# Activity list
• 1. Retype the market report from "This also brings" up to and including "be afraid of.".
• 2. According to the market report, how much is the Japanese government's second coronavirus package worth?

START Selected text

• Stock markets rebound after yesterday's historic rout
  • Trump promises fiscal stimulus measures
  • Nature and timing of financial relief sparks debate

Global markets are showing signs of life this morning as fiscal stimulus measures in Japan and the U.S. are alleviating the intense selling pressure of Monday’s historic sell-off. Asian markets are all higher with the Shanghai Composite leading the way with a near 2% gain. The Japanese government has unveiled a second coronavirus package worth $4 billion to help its struggling economy. In Europe, markets are sharply higher with the CAC 40 leading the gains, rising more than 2%. U.S. indexes are all looking to climb around 3% at the open after falling 7% or more yesterday, the biggest drop in 12 years.

The yield on the 10-year U.S. Treasury jumped to 0.6%, its biggest move in more than 6 years. It fell to another all-time low of 0.31% yesterday as investors piled into U.S. Treasuries amid the flight to safer assets. 

Yesterday President Trump promised "very substantial relief" in a bid to calm markets and forestall a recession. The president told reporters he will discuss with Congress possible payroll tax cuts and helping hourly wage earners who could miss paychecks amid the COVID-19 outbreak. He added the administration is looking at creating loans for small businesses and working with the struggling hotel, cruise ship and airline industries. "We are going to take care of and have been taking care of the American public and the American economy," he said. More details are expected today, but Bloomberg reports the package will not help the travel industry. Days ago Trump signed an $8.3 billion spending bill that will support government officials and researchers in the fight against the mysterious disease. 

Experts, including those in the administration, are divided on whether targeted measures would be better than a payroll tax cut, which only applies to the working population, and if boosting spending power will be effective if consumers are at home or there are supply difficulties. Yesterday Gita Gopinath, the IMF Chief Economist, emphasized in a blog post that fiscal, monetary, and financial market measures must be targeted. She believes that broad-based fiscal stimulus may help demand, "but would most likely be more effective when business operations begin to normalize." 

This also brings us to the broader discussion about what the federal government can afford right now. Some economists like Claudia Sahm argue the government needs to start spending much more immediately, while others express concern about the soaring national debt and budget deficits and say we need to know more about the impact. Of course, there are the Modern Monetary Theory supporters who argue that the U.S. government doesn't actually depend on taxes for spending since it can create money on its own. According to this economic theory, federal taxes are meant to create demand for the official currency and control inflation, and deficits are nothing to be afraid of.

END Selected text
START Source material

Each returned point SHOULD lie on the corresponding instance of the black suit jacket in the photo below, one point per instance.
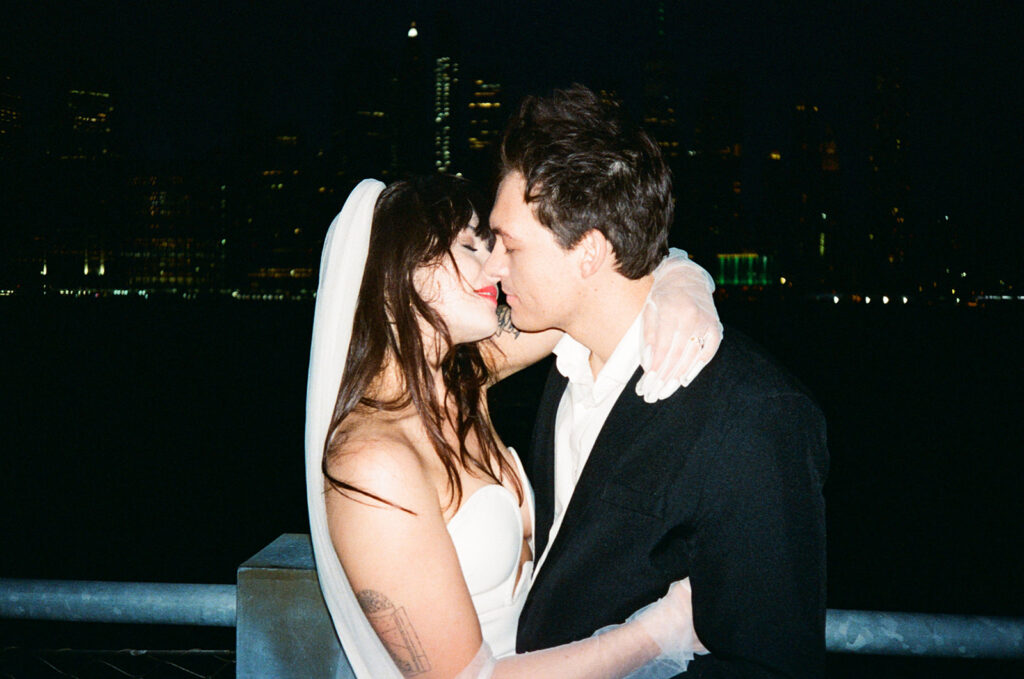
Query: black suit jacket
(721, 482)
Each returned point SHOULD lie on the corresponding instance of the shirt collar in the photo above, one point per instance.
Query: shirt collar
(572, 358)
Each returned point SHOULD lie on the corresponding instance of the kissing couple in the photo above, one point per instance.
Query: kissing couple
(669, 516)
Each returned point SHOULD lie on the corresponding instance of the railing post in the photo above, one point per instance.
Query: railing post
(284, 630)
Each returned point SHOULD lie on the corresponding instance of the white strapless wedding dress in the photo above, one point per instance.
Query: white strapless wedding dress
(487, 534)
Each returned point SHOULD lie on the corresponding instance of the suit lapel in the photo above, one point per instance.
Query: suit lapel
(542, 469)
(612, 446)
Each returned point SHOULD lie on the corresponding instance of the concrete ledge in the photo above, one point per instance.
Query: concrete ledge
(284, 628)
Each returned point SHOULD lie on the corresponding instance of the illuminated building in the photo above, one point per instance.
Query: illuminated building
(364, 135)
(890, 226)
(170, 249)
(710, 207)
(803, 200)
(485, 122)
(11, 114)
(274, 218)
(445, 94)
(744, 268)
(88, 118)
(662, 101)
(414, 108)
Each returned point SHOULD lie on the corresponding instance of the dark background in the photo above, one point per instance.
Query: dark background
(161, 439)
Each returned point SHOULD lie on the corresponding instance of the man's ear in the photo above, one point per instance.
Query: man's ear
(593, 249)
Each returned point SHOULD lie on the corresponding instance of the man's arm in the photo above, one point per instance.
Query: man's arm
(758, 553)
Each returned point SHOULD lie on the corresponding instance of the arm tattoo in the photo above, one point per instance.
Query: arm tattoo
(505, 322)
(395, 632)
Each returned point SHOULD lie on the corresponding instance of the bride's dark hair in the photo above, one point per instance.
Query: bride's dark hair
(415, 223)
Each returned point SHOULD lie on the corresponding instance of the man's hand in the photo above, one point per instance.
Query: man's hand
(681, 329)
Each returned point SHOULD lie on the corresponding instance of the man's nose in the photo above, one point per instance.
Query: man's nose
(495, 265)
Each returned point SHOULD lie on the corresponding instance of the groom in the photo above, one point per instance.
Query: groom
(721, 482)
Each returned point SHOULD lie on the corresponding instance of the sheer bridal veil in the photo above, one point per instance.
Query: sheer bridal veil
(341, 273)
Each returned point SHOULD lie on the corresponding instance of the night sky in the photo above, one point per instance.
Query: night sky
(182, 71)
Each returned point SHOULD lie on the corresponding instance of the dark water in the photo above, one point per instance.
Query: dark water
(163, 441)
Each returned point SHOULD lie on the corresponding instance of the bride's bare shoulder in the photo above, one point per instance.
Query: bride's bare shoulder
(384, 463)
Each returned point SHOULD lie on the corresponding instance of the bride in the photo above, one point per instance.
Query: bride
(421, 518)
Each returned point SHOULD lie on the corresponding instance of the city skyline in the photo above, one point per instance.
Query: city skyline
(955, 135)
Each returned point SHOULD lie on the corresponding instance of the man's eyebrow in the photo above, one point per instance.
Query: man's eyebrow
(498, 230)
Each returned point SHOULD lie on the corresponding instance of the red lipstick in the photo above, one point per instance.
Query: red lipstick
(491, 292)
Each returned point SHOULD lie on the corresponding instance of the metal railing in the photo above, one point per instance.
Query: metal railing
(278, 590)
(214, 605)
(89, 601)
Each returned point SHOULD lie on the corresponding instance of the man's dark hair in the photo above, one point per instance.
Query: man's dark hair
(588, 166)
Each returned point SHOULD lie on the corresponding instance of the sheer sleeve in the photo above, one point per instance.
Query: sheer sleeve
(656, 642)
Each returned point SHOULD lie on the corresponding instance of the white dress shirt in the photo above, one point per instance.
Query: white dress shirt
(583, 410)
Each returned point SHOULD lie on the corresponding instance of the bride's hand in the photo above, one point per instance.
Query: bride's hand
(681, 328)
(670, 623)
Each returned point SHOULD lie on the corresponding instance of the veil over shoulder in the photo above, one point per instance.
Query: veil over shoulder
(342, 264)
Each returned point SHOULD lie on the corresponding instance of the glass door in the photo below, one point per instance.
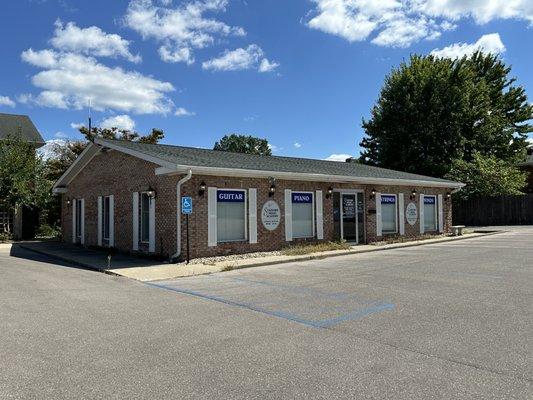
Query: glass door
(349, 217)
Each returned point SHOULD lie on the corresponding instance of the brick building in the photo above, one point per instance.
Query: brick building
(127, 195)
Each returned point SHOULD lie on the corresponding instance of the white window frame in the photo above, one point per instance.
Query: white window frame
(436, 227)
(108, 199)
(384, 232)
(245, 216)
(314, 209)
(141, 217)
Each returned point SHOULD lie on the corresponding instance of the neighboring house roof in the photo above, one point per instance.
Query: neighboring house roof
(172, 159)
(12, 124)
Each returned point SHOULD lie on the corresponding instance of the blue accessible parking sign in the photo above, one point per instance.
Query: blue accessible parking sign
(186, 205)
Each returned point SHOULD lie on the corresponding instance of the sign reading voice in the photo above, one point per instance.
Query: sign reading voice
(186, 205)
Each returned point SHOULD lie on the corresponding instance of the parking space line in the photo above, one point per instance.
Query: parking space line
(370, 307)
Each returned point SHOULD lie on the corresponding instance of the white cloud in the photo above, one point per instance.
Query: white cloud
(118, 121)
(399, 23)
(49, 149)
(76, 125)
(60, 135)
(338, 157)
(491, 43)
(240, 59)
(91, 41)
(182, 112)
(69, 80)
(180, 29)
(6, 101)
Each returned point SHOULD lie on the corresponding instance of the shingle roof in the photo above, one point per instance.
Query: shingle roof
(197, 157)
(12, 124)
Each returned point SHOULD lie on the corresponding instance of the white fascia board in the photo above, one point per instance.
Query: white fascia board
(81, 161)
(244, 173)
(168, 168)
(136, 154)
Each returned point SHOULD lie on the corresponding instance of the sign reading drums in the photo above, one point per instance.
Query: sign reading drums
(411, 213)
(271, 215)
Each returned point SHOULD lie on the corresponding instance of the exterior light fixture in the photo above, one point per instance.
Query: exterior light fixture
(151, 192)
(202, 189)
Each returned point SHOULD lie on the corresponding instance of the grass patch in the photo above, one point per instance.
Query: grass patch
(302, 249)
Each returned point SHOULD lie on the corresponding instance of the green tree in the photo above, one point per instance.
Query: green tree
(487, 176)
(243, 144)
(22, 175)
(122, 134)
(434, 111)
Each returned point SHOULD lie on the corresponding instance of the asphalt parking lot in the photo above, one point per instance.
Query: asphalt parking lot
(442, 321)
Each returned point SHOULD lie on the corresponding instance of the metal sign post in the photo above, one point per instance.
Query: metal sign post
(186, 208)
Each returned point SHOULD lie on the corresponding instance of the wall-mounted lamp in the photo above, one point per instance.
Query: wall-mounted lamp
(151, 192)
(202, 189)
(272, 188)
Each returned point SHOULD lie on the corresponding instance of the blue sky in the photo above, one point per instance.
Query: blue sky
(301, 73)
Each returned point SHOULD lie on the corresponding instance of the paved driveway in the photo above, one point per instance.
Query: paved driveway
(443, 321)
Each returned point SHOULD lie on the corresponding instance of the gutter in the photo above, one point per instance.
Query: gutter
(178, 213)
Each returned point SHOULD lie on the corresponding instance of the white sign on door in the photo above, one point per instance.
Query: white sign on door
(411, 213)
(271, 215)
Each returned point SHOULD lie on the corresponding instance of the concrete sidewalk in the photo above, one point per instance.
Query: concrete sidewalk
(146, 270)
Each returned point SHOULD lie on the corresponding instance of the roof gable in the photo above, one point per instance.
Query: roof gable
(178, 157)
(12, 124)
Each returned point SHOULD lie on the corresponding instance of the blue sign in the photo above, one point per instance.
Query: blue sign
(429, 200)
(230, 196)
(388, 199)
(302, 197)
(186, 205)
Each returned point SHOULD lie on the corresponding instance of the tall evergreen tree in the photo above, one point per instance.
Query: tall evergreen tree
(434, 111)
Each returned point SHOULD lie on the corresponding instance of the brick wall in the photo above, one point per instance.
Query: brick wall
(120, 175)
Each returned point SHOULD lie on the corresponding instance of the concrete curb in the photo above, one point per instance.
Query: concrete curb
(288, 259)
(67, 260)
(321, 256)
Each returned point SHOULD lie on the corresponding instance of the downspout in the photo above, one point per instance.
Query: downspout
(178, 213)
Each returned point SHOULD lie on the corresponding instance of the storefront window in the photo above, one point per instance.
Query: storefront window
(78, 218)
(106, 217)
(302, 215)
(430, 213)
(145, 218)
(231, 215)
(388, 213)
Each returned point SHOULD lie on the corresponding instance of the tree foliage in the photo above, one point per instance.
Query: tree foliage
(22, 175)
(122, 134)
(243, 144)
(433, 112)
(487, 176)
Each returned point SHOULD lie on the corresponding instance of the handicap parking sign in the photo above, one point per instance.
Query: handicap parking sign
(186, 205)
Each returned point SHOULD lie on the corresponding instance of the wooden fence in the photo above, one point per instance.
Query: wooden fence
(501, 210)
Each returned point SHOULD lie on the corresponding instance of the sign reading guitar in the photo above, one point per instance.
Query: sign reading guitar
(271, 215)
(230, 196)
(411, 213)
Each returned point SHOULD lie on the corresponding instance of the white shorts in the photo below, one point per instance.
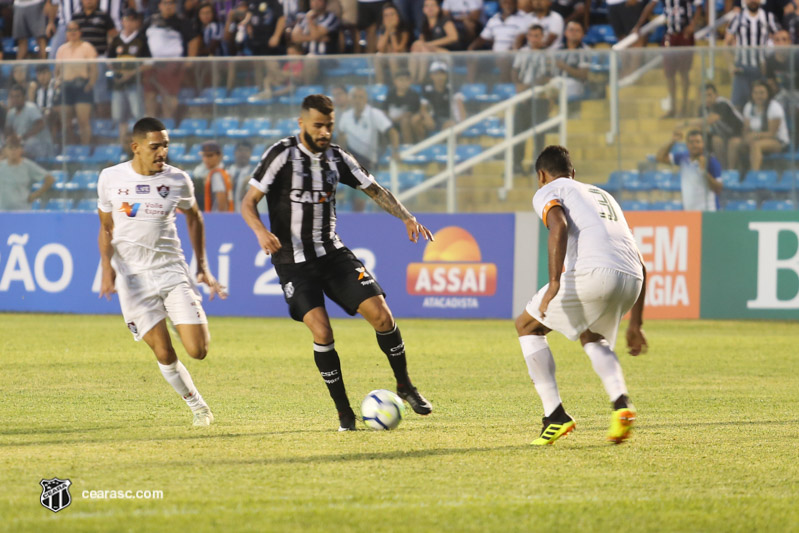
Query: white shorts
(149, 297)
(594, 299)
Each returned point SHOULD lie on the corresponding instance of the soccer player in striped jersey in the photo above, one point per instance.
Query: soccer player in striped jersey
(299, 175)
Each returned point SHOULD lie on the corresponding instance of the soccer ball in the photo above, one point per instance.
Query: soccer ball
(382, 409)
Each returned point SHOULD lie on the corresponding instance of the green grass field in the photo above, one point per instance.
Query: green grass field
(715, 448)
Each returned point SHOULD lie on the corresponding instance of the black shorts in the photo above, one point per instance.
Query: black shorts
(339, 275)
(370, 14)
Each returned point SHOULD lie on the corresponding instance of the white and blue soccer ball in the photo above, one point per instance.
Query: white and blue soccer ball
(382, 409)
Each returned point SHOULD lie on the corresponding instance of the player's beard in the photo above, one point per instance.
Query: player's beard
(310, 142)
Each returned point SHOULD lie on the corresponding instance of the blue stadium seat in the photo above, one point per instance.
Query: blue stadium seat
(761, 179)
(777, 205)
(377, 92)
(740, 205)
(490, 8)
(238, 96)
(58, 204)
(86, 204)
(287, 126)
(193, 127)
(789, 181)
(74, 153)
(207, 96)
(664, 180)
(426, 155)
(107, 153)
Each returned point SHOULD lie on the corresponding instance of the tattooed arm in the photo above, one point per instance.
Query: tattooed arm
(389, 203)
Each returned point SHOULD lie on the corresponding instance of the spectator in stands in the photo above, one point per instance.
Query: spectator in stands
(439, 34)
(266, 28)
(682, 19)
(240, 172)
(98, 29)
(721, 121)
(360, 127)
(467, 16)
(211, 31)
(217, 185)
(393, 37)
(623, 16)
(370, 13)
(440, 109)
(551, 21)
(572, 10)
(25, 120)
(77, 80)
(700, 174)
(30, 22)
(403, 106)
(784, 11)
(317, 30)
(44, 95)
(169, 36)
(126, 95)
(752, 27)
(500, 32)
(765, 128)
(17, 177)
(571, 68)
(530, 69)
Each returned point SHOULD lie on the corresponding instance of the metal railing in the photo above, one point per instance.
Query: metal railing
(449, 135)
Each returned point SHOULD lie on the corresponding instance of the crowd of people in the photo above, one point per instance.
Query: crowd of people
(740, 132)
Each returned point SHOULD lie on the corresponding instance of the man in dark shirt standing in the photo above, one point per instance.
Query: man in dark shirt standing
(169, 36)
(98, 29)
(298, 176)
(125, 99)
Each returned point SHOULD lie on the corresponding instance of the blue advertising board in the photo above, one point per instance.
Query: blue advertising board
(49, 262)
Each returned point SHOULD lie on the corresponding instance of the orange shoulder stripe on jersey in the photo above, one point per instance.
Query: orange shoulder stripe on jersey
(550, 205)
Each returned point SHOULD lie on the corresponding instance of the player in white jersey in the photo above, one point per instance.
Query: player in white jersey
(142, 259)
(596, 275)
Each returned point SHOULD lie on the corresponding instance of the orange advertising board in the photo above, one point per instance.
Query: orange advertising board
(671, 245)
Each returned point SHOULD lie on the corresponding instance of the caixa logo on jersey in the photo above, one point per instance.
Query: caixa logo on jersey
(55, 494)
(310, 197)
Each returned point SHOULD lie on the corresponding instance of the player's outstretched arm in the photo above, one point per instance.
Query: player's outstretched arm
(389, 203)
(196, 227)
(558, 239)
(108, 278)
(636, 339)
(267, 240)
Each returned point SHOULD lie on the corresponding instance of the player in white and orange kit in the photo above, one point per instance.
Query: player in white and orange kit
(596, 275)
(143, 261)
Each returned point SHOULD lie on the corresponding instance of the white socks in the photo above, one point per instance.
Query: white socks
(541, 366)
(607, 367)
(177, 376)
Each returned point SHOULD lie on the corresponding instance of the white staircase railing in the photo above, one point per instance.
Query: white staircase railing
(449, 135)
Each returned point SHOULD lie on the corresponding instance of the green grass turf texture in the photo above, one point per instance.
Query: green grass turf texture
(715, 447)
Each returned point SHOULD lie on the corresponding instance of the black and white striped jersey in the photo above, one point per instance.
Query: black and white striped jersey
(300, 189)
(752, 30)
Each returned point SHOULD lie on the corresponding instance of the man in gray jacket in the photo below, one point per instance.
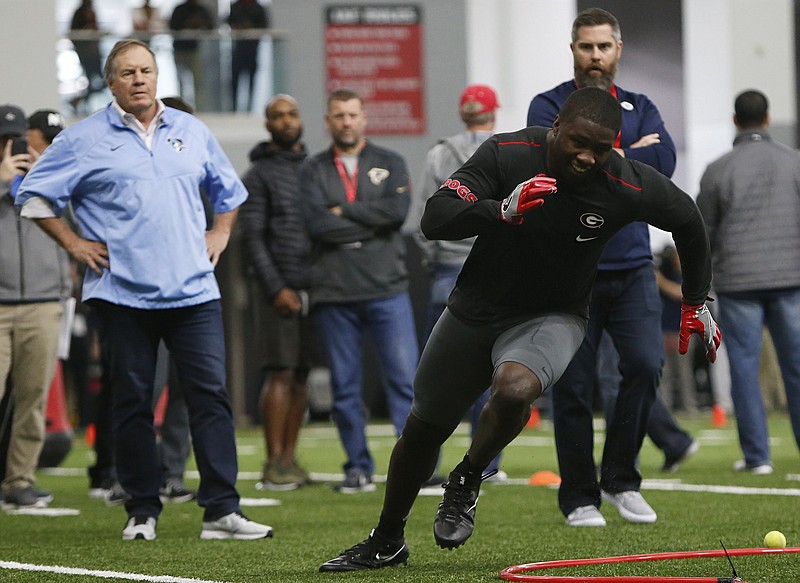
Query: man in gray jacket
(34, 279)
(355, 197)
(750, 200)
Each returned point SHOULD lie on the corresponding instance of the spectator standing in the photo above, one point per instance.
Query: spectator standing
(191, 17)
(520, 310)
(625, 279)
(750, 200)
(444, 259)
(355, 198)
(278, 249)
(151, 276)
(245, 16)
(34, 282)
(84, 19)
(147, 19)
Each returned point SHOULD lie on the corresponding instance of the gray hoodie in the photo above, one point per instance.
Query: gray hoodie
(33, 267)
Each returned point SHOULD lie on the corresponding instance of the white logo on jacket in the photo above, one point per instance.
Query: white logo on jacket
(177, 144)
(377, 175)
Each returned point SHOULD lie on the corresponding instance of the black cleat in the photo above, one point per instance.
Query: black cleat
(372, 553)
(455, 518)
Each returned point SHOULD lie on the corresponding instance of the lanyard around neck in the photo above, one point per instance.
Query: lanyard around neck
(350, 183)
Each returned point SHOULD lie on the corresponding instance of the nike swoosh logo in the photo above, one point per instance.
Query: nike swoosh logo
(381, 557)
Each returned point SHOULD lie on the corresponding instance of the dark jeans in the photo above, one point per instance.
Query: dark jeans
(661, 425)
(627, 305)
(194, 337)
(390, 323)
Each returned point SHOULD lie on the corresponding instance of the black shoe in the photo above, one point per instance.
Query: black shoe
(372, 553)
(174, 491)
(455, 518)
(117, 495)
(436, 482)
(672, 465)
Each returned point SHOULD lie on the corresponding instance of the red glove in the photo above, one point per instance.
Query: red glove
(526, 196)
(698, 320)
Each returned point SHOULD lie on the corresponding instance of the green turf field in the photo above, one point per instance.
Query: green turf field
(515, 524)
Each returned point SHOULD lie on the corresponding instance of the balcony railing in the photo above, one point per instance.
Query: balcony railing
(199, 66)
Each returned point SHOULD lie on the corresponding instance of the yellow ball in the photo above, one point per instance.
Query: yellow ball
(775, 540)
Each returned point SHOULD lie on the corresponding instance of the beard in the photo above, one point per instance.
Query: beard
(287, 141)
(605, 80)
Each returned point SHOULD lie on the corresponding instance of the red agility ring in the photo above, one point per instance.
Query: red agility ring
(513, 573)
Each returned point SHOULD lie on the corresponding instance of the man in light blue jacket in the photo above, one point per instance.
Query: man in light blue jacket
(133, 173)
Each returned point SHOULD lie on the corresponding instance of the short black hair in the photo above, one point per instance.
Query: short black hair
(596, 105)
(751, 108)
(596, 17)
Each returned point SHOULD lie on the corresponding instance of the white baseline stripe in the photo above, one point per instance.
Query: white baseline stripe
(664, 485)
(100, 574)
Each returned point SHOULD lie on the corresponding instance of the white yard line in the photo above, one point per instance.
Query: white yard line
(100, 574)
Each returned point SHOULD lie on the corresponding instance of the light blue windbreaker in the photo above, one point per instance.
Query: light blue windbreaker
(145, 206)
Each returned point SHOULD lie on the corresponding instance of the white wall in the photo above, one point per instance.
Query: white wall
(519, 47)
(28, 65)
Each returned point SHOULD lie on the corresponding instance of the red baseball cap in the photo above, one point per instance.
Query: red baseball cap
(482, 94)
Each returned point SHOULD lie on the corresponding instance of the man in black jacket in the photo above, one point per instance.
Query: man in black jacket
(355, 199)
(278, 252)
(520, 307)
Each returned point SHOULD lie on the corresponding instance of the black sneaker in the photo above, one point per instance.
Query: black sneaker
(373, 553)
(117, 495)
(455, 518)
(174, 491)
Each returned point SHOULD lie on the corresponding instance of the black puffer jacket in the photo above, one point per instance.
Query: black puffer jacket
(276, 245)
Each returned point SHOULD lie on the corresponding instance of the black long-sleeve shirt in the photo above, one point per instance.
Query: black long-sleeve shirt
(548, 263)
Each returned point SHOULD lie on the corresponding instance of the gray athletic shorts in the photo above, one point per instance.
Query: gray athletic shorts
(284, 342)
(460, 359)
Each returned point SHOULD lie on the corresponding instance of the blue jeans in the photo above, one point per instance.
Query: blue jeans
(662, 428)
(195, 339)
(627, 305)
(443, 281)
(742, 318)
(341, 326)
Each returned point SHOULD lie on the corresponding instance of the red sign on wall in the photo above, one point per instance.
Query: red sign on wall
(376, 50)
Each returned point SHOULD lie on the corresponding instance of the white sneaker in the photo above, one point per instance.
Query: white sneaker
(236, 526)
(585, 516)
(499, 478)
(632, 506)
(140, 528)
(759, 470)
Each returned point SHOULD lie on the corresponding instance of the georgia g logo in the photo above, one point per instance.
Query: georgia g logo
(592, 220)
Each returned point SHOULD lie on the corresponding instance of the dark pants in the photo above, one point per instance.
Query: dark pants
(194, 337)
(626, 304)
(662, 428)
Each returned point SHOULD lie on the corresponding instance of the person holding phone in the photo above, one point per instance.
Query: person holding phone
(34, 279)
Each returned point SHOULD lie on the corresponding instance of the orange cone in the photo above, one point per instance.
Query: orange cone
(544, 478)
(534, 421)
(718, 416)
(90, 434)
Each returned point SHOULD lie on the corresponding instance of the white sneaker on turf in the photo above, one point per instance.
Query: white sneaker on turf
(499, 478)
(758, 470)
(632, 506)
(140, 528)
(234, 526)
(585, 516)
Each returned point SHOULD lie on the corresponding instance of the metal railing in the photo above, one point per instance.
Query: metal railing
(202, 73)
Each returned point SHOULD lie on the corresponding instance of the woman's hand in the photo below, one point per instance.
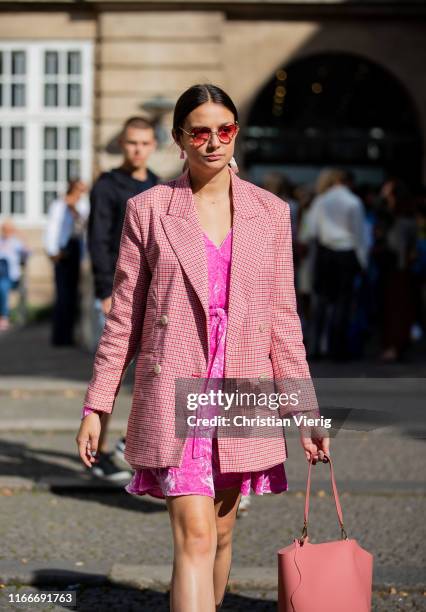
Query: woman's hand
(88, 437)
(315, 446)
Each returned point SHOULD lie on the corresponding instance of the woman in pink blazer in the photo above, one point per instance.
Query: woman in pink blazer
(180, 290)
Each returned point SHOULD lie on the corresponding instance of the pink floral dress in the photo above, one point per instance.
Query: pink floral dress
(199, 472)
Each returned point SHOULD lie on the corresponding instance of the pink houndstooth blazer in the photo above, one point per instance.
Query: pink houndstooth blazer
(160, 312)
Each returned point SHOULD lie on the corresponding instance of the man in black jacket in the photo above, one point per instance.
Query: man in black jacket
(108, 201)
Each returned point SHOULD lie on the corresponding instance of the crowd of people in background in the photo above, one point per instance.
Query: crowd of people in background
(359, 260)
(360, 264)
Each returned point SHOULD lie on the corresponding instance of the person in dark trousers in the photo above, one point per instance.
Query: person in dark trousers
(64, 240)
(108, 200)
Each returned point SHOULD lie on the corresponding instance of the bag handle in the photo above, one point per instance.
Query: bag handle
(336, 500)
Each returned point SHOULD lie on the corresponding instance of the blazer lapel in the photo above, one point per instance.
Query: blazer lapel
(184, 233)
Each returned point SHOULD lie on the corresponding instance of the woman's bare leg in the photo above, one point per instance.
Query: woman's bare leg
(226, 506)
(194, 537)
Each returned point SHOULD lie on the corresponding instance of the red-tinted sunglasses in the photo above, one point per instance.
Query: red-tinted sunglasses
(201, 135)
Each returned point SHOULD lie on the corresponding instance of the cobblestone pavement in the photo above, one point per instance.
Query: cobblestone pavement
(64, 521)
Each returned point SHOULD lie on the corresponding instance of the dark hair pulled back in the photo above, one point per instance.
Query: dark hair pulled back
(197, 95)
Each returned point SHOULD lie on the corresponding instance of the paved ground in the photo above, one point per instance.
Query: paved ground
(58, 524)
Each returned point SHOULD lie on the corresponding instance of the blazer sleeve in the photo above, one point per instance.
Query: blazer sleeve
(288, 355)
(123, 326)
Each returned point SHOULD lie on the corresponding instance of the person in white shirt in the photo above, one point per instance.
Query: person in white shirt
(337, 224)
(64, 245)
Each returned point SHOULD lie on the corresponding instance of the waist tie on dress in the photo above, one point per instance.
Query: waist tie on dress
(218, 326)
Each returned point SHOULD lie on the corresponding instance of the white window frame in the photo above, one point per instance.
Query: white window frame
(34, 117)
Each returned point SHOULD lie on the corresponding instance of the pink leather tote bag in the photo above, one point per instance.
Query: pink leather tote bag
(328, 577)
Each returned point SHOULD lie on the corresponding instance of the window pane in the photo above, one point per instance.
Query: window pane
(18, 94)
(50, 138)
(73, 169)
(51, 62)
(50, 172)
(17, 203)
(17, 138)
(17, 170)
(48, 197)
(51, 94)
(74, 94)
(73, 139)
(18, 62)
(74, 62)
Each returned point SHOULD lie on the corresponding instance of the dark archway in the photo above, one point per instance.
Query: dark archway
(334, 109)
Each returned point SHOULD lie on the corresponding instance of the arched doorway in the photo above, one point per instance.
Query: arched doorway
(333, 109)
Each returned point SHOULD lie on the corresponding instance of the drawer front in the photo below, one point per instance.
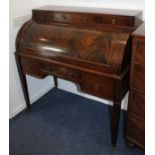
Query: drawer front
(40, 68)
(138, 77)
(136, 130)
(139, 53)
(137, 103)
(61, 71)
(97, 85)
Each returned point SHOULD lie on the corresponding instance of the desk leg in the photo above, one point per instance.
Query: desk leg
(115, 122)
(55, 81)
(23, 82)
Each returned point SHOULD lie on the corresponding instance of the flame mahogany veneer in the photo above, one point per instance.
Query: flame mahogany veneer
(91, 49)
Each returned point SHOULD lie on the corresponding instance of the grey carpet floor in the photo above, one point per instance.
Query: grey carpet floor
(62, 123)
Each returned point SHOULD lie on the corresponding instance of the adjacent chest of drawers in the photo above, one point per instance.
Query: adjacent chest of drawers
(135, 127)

END Source material

# Responses
• 1.
This also brings us to the broader discussion about what the federal government can afford right now. Some economists like Claudia Sahm argue the government needs to start spending much more immediately, while others express concern about the soaring national debt and budget deficits and say we need to know more about the impact. Of course, there are the Modern Monetary Theory supporters who argue that the U.S. government doesn't actually depend on taxes for spending since it can create money on its own. According to this economic theory, federal taxes are meant to create demand for the official currency and control inflation, and deficits are nothing to be afraid of.

• 2. $4 billion